** Supplied text follows **
I fabricated a small winch a few years ago. The sturdiest log was 24" in one end and 16" in the other. These green birch logs weigh like lead.
I´ve learned a saying from Mr Wayne: “Poor folks have poor ways”
JO, thanks for the photos ! !
I like your idea of using flat strap and the winch make from the ratchet is a home run ! ! Now you have me thinking about the flat strap ratchets that get welded to the side of a trailer. That sure is a nice trailer.
Thanks !
Are you going to use these for “saw” logs? I know that birch is nice to split for fire wood, but don’t know how is is for construction wood. TomC
JO that reminds me of my old side-loader log trucks when I had my logging business when I was ateenager. We used a pto on the truck transmission to run a homemade winch made from a hub and spindle from a big truck and used the brakes as a clutch system. The winch would quickly wind a cable o n a spool that pulled arms like your little poles upward and threw the log into a rack on the truck. You ahd to know whe n to release the brake so the log would be throw into the rack properly. If you didn 't nhold it lo g enough the log would end up sideways on the load or who k nows where. If you held it a little too long it would throw it all the way over the truck. Good times. Thanks for the memories. Thank God they are memories.
Thanks, guys.
Haha, I just edited the log size above. You were all polite enough not to mention I claimed the log to be 40"- 60" in diameter. Ha, that was cm of course
Jeff, my father welded that trailer in the early 70s. It’s been at work ever since. You just need a constant supply of used 12" car tires.
Tom, I could saw those logs but not much demand. 90% of constructional lumber here is spruce. Pine for interior, porch floor decking and simular. However I have sawn birch and you get excellent sturdy boards. Hard and heavy though. Very good for furniture.
** End of Supplied text **
** Records provided follows **
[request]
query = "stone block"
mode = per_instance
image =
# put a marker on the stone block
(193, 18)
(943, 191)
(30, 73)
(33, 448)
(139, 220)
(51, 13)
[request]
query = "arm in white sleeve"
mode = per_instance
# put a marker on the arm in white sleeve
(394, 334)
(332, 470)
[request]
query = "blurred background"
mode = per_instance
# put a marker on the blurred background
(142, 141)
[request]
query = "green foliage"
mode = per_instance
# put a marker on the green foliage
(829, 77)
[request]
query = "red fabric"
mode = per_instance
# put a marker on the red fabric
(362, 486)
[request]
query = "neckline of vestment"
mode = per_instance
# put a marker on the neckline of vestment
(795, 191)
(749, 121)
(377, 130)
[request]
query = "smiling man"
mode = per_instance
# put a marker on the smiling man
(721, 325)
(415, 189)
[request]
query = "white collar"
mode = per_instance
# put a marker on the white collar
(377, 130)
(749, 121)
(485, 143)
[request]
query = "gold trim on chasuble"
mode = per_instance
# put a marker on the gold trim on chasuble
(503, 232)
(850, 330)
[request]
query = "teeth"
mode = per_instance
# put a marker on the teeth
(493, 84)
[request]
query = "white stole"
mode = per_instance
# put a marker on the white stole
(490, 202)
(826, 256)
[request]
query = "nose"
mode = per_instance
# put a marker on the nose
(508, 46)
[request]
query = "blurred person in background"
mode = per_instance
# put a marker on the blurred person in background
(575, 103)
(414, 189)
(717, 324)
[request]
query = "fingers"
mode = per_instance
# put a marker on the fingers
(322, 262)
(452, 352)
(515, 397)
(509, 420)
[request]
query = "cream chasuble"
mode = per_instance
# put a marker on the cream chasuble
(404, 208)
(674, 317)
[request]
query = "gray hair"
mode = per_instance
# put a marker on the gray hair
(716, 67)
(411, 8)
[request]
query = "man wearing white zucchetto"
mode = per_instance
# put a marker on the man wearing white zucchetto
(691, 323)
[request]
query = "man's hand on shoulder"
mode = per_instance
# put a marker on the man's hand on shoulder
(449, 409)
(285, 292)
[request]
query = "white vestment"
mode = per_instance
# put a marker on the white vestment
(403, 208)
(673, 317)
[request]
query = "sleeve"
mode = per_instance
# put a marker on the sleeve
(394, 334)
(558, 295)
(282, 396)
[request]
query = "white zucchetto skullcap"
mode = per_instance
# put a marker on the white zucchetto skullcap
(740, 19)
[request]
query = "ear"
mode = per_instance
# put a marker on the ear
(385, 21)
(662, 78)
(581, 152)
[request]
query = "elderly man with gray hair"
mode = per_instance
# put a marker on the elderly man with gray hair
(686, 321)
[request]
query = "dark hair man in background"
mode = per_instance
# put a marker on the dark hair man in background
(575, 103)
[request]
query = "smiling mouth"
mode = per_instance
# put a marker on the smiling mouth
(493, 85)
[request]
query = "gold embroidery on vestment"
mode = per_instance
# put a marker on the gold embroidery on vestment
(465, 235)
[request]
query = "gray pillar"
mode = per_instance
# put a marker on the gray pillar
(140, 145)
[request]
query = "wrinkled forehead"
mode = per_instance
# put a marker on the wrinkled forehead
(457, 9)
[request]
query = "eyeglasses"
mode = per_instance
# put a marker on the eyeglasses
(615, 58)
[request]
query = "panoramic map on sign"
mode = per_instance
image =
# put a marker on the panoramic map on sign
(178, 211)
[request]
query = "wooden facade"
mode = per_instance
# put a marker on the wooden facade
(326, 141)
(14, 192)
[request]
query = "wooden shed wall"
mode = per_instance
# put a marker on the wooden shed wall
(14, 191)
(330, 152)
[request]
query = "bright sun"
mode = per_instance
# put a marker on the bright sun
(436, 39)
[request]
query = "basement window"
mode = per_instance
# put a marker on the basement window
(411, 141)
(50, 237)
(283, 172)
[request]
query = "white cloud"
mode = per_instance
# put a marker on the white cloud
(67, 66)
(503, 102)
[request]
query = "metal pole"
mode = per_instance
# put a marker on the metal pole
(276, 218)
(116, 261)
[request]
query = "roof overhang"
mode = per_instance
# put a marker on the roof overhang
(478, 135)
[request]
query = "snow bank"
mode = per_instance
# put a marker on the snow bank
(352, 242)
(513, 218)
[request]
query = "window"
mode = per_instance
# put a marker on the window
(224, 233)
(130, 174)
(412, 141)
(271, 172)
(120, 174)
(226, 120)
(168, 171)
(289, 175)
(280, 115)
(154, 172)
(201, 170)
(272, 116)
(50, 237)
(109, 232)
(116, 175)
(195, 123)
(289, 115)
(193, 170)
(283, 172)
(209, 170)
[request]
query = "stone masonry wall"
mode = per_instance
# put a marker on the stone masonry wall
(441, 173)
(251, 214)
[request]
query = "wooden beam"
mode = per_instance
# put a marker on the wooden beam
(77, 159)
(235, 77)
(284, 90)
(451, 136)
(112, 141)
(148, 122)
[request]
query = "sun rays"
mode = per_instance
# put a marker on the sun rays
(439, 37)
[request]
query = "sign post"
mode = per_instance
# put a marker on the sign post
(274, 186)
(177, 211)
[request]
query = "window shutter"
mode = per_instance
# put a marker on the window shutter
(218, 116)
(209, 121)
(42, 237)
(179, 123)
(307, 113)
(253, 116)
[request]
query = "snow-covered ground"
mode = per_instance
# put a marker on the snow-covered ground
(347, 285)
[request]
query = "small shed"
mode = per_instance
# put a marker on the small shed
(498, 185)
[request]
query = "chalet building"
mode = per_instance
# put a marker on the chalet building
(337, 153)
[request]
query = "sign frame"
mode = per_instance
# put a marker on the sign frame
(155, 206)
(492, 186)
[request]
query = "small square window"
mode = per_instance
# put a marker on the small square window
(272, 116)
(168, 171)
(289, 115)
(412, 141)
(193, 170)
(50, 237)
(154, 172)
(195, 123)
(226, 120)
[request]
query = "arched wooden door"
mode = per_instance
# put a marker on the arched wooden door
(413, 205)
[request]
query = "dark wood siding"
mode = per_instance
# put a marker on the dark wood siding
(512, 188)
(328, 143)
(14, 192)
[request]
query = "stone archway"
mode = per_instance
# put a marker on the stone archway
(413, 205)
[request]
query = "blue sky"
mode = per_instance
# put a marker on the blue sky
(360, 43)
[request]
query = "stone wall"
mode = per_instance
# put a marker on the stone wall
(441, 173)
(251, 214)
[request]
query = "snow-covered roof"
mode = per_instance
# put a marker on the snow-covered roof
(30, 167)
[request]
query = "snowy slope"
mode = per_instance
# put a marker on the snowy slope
** End of Records provided **
- Your objective -
From the winch discussion, extract the passage from "Tom, I could" up to and including "good for furniture.", copied word for word.

- Result for this exercise -
Tom, I could saw those logs but not much demand. 90% of constructional lumber here is spruce. Pine for interior, porch floor decking and simular. However I have sawn birch and you get excellent sturdy boards. Hard and heavy though. Very good for furniture.